Given text
-- Begin --

Senior Site Reliability Engineer
At Talkdesk, we are courageous innovators focused on helping organizations around the world create better customer experiences. Our AI-powered cloud contact center solutions optimize our customers’ most critical customer service processes. We are recognized as a Contact Center as a Service (CCaaS) leader by influential research organizations including Gartner. With $498 million in total funding, a valuation of more than $10 Billion, and a ranking of #8 on the Forbes Cloud 100 list, now is the time to be part of the Talkdesk legacy to help accelerate our success in a new decade of transformational growth.
We champion an inclusive and diverse culture representative of the communities in which we live and serve. And, we give back to our community by volunteering our time, supporting non-profits and minimizing our global footprint.
Our Engineering team employs a micro-service architecture approach.
As a Senior SRE, you will play a critical role in ensuring the reliability, availability and performance of Talkdesk Infrastructure and Mission Critical Services. You will collaborate with development teams to design, build, and maintain scalable and resilient systems. Your primary focus will be on improving/automating operations, improving observability, monitoring system health, and responding to incidents to meet a telco grade service reliability.
- Collaborate with software engineering teams to promote best practices in terms of reliability, performance, and scalability during the development and operation lifecycle.
- Continuously improve system performance and reliability through proactive system monitoring, capacity planning and performance tuning.
- Improve and maintain systems observability and alerting to identify, respond to potential issues proactively and reduce MTTD.
- Build and maintain tools for automation, configuration management, and deployment to improve operational efficiency, reliability and reduce MTTR.
- Participate in post-mortem analyses and work/drive mitigation actions to prevent recurrence.
- Organize and drive regular fire drills with engineering teams to practice and validate on-call and operational procedures
- Participate in the on-call rotation and respond to incidents, working towards their mitigation and resolution.
- Degree in Computer Science, Information Technology, or related fields.
- Strong experience as a Site Reliability Engineer or DevOps Engineer.
- Strong Linux experience.
- Expertise in at least one programming language (e.g. Python, Java)
- Experience with automation tools (e.g. Ansible, Terraform).
- Experience with cloud platforms (e.g. AWS, Azure) and container technologies (e.g. Docker, Kubernetes).
- Solid understanding of networking, distributed systems, and microservices architecture.
- Experience with monitoring tools (e.g. New Relic, Prometheus, Grafana, ELK stack) and incident management systems (e.g. Splunk).
- Experience with performance monitoring and tuning of databases (e.g., Postgresql, MongoDB, CassandraDB)
- Experience with messaging systems (e.g. Kafka, Rabbit MQ, Amazon MQ)

-- End --

What is required
List every monitoring tool that the Senior Site Reliability Engineer job posting gives as an example. The lines are not needed here.

Collected material
-- Begin --

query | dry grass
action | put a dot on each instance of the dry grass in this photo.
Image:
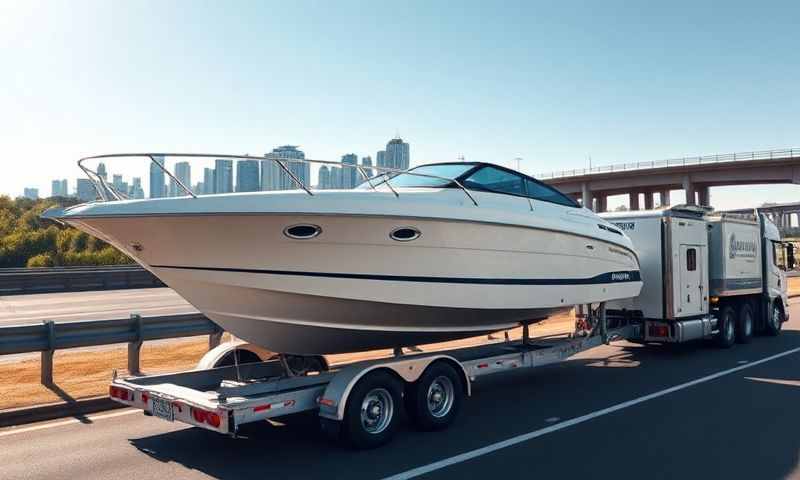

-- End --

Response to the task
New Relic, Prometheus, Grafana, ELK stack